Contoh kedua, umpamanya meng-giyas-kan minuman keras selain yang dibuat dari
anggur kepada khamar dengan 'illat "memabukkan". 'Illat
memabukkan itu termasuk pada 'illat yang hubungannya dengan hukum haram
adalah berbentuk muatssir.[15]
b.
Qiyas mualaim (قياس ملائم), yaitu qiyas yang illat hukum ashal
dalam hubungannya dengan hukum haram adalah dalam bentuk munasib mulaim.
umpamanya qiyas pembunuhan dengan benda berat kepada pembunuhan dengan
benda tajam yang illat-nya pada ashal dalam hubungannya dengan
hukum pada ashal adalah dalam bentuk munasib mulaim.[16]
4.
Pembagian qiyas
dari segi dijelaskan atau tidaknya illat pada qiyas itu terbagi
tiga:
a.
Qiyas ma'na (قياس المعني) atau qiyas dalam makna ashal; yaitu qiyas
yang meskipun illat-nya tidak dijelaskan dalam qiyas namun antara
ashal dengan furu’ tidak dapat dibedakan, sehingga furu’
itu seolah-olah ashal itu sendiri. Umpamanya hukum membakar harta anak
yatim yang di-qiyas-kan kepada memakannya secara tidak patut dengan illat
Merusak harta anak yatim itu. Oleh karena adanya kesamaan itu makna furu’
tersebut seolah ashal itu sendiri.[17]
b.
Qiyas Illat (قياس علة), yaitu qiyas yang illat-nya dijelaskan
dan iIlat tersebut merupakan pendorong bagi berlakunya hukum ashal.
Umpamanya meng-qiyas-kan nabiz kepada khamar dengan illat
rangsangan yang kuat yang jelas terdapat dalam ashal dan furu’.[18]
c.
Qiyas dilalah (قياس الدلالة), yaitu qiyas yang illat-nya bukan
pendorong bagi penetapan hukum itu sendiri; namun ia merupakan keharusan
(kelaziman) bagi illat yang memberi petunjuk akan adanya Illat.

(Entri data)

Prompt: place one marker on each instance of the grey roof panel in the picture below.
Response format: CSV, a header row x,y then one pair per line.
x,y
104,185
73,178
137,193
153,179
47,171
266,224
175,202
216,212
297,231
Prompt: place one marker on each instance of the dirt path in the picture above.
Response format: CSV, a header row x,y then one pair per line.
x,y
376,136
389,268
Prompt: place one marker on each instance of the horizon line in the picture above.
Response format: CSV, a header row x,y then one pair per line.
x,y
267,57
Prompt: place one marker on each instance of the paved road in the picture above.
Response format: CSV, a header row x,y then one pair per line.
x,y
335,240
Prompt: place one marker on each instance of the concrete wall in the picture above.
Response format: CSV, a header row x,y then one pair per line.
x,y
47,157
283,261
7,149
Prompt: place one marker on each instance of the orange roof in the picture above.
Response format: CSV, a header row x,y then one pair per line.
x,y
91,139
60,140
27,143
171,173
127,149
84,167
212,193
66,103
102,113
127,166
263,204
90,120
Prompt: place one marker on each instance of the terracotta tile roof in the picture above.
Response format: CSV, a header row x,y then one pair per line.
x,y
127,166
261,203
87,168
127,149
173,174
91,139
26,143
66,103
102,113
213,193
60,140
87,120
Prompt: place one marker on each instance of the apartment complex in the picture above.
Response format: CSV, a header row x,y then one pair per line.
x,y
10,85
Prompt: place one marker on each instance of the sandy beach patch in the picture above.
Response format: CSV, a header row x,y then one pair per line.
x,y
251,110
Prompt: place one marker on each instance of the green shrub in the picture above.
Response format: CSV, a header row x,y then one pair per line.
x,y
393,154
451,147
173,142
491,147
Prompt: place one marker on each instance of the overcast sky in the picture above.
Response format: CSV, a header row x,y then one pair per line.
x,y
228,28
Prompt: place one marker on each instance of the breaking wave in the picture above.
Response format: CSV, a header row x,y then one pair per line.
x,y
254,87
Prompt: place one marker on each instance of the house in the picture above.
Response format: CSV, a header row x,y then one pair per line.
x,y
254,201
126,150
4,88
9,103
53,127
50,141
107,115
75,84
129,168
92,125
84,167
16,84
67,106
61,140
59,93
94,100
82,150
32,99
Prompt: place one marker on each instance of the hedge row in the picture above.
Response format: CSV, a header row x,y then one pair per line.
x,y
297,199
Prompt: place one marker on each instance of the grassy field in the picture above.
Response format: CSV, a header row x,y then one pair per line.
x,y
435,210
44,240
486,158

• [Kerjakan berikut ini]
a: Sebutkan semua jenis qiyas yang disebut dalam teks tentang qiyas pada pembagian dari segi dijelaskan atau tidaknya illat.
b: Tolong lanjutkan teks tentang qiyas mulai setelah kalimat terakhirnya.

• [Hasil berurutan]
a: Qiyas ma'na (قياس المعني), qiyas illat (قياس علة), dan qiyas dilalah (قياس الدلالة).

b:
umpamanya meng-qiyas-kan nabiz kepada khamar dengan menggunakan alasan
"bau yang menyengat". Bau itu merupakan akibat yang lazim dari
rangsangan kuat dalam dalam sifat memabukkan.[19]
5.
Pembagian qiyas
dari segi metode (Malasik) yang digunakan dalam ashal dan dalam furu’.
Ini terbagi kepada 4 macam, yaitu:[20]
a.
Qiyas Ikhalah (قياس الاخالة), yaitu Qiyas yang Illat hukumnya
ditetapkan melalui metode munasabah dan ikhalah.
b.
Qiyas syabah (قياس الشبه), yaitu Qiyas yang Illat hukum ashal-nya
ditetapkan melalui metode syabah.
c.
Qiyas sabru (قياس السبر), yaitu qiyas yang Illat hukum ashal-nya
ditetapkan melalui metode sabru wa taqsim.
d.
Qiyas thard (قياس الطرد), yaitu qiyas yang illat hukum ashal-nya
ditetapkan melalui metode thard.
D. `Illat Qiyas
1.
Definisi Illat
Illat adalah salah satu rukun atau unsur qiyas, bahkan merupakan unsur yang
terpenting, karena adanya Illat itulah yang menentukan adanya qiyas atau
yang menentukan suatu hukum untuk dapat diterangkan kepada yang lain.[21]
Para ulama
berbeda pendapat dalam merumuskan hakikat suatu Illat ketika melihat
hubungannya dengan hukum.
1.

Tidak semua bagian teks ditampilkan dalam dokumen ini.